◆ **Data items**
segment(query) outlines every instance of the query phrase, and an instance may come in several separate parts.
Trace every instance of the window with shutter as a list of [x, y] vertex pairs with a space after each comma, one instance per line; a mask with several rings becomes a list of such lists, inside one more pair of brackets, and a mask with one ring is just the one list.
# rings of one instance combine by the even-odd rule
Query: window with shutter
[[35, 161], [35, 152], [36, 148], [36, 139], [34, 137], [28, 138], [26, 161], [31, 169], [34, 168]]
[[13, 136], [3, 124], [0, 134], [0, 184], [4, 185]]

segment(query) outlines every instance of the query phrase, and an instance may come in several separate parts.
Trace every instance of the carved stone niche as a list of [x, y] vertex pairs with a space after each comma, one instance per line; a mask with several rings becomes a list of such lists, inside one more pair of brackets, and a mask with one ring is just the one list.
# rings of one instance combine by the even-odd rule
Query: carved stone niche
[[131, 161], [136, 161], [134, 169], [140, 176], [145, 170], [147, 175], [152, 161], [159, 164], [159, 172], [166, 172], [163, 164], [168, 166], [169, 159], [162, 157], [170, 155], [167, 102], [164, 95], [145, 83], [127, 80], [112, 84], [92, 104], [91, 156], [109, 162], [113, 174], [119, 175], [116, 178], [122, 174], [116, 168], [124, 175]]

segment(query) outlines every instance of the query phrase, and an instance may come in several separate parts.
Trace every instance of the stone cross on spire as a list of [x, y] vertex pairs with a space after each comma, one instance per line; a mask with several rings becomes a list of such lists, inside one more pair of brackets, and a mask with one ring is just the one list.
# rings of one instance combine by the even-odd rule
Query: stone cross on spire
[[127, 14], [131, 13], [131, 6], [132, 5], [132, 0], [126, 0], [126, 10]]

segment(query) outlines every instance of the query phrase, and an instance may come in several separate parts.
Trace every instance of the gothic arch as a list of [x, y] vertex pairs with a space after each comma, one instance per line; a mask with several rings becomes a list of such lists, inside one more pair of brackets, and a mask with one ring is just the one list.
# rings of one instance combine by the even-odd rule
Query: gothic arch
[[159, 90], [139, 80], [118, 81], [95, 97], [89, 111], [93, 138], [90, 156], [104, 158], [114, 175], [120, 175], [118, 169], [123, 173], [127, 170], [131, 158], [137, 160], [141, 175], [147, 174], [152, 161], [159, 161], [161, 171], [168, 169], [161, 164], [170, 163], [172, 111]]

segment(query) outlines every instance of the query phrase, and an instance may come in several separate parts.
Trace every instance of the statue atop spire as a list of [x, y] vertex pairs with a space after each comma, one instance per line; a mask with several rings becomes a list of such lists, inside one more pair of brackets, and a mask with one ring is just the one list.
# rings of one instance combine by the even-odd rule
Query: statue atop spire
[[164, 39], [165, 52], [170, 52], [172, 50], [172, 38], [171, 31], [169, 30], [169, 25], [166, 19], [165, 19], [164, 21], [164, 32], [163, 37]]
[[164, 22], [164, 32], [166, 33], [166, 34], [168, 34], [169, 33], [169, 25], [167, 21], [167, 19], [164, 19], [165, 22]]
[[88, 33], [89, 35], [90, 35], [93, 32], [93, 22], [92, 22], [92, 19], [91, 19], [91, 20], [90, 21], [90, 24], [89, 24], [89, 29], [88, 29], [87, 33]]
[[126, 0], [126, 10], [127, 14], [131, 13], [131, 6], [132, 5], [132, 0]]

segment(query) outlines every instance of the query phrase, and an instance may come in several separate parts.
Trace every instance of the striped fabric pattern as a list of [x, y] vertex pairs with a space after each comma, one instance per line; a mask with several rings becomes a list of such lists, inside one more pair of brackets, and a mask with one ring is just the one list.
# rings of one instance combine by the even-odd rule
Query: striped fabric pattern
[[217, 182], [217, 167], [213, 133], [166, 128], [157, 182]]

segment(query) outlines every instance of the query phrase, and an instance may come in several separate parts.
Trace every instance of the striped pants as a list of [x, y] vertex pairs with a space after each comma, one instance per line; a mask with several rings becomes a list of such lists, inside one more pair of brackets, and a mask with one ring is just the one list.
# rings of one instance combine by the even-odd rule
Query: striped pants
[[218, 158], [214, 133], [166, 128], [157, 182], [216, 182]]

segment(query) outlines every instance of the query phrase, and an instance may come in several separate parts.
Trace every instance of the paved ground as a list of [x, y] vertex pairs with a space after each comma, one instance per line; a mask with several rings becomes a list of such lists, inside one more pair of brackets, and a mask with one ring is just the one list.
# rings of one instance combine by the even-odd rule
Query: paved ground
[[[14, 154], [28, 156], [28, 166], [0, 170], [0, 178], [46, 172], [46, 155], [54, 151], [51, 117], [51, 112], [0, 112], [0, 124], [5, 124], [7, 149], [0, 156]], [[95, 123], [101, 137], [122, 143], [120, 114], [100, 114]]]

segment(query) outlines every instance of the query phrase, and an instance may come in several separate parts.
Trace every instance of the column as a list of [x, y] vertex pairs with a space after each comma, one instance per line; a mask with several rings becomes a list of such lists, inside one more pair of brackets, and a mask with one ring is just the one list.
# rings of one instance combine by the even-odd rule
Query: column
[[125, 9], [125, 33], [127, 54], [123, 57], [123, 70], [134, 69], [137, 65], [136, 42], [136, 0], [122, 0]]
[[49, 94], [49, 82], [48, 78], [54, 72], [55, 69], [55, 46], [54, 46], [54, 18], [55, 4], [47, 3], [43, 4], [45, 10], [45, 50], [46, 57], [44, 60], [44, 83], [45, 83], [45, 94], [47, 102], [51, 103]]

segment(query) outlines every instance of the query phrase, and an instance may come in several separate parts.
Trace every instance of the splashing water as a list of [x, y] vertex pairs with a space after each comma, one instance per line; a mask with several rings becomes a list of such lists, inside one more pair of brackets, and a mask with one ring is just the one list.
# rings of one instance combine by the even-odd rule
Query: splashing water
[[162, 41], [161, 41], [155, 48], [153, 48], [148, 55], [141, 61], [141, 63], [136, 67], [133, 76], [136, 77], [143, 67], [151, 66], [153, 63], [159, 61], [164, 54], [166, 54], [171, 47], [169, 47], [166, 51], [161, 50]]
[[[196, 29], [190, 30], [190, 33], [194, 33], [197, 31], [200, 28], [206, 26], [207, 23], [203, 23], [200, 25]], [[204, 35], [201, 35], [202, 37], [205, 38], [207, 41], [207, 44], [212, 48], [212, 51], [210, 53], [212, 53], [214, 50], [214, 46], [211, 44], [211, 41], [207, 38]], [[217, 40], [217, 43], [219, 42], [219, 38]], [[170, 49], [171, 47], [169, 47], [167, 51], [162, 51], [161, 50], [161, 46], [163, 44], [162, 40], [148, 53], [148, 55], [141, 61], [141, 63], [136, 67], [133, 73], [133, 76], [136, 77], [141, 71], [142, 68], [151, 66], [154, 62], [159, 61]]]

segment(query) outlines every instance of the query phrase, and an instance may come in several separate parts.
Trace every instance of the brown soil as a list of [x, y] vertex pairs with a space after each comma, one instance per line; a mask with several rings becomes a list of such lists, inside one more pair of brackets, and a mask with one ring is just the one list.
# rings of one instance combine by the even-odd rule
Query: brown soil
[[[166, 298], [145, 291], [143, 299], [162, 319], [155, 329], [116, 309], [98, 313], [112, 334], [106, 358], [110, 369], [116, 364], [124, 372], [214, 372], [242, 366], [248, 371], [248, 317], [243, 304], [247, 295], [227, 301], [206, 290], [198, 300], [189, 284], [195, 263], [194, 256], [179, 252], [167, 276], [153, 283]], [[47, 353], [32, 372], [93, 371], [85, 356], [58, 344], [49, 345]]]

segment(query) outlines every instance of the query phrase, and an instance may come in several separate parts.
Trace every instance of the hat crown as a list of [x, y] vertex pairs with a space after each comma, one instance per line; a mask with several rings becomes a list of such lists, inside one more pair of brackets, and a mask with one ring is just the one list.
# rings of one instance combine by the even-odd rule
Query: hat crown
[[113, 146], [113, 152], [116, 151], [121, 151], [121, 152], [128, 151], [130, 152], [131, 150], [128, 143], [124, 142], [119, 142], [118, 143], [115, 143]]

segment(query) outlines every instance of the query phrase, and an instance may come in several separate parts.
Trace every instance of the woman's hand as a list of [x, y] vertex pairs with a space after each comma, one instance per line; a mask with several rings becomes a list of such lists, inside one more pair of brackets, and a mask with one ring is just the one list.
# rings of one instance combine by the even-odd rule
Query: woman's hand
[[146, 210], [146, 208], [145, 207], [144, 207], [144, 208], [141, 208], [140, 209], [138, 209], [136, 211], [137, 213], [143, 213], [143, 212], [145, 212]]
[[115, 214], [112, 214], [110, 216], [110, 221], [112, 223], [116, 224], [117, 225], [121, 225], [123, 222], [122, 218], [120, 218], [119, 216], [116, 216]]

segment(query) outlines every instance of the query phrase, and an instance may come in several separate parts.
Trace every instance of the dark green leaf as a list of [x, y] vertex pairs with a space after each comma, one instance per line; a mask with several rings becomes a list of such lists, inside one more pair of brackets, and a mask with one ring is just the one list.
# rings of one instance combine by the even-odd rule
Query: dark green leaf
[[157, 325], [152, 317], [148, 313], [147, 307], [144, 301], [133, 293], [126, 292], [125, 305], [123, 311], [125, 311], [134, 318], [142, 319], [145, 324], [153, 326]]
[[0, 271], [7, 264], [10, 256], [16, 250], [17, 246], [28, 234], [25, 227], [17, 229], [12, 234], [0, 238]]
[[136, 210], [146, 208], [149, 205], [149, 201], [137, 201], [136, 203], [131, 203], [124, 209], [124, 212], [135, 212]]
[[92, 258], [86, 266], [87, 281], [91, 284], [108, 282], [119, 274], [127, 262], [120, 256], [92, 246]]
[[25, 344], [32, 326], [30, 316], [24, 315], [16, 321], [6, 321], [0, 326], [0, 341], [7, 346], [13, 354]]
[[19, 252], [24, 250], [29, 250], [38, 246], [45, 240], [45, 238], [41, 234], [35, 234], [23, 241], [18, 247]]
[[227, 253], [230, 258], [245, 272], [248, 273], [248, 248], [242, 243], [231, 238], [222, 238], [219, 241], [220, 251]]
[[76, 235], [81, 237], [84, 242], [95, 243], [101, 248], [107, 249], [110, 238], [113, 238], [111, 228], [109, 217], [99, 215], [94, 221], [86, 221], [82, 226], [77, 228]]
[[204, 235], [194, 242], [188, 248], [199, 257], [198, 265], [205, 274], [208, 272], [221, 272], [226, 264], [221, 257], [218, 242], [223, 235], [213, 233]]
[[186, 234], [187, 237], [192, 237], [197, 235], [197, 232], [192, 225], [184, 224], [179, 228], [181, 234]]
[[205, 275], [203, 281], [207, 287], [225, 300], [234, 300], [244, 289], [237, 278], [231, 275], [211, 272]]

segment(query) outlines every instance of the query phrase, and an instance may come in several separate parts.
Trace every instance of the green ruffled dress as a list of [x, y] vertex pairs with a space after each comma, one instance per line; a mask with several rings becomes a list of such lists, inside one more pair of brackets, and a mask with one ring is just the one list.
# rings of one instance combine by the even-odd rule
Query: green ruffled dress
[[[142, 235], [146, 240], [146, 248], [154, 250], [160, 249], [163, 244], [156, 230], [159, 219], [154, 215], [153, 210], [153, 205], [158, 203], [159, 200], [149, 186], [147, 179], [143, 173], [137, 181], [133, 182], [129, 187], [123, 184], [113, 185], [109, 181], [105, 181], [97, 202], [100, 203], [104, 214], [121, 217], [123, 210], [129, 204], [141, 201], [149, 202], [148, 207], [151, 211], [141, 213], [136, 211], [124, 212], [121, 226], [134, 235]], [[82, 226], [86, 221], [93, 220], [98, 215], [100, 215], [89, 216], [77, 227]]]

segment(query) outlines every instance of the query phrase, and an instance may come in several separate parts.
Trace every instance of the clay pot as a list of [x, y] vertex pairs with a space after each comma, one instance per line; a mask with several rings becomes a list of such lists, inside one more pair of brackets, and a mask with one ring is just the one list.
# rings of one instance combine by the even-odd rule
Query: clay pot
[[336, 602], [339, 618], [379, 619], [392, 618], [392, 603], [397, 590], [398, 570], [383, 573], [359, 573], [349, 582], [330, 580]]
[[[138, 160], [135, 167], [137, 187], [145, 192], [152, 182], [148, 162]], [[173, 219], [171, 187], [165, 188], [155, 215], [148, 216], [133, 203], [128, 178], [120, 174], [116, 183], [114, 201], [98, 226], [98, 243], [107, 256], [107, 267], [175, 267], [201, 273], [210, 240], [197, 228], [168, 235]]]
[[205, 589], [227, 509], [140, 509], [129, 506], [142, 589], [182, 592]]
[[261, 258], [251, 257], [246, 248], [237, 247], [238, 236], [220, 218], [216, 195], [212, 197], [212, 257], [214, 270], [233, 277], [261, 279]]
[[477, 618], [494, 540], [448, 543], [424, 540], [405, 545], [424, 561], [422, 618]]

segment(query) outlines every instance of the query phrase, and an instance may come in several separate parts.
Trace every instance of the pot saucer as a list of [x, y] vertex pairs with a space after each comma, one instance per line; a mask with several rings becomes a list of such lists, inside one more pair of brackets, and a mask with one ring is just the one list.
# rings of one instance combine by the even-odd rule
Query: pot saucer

◆ **Exercise prompt**
Report how many of the lines above contain the string "dress", matching case exactly. Give only the number.

◆ **The response**
2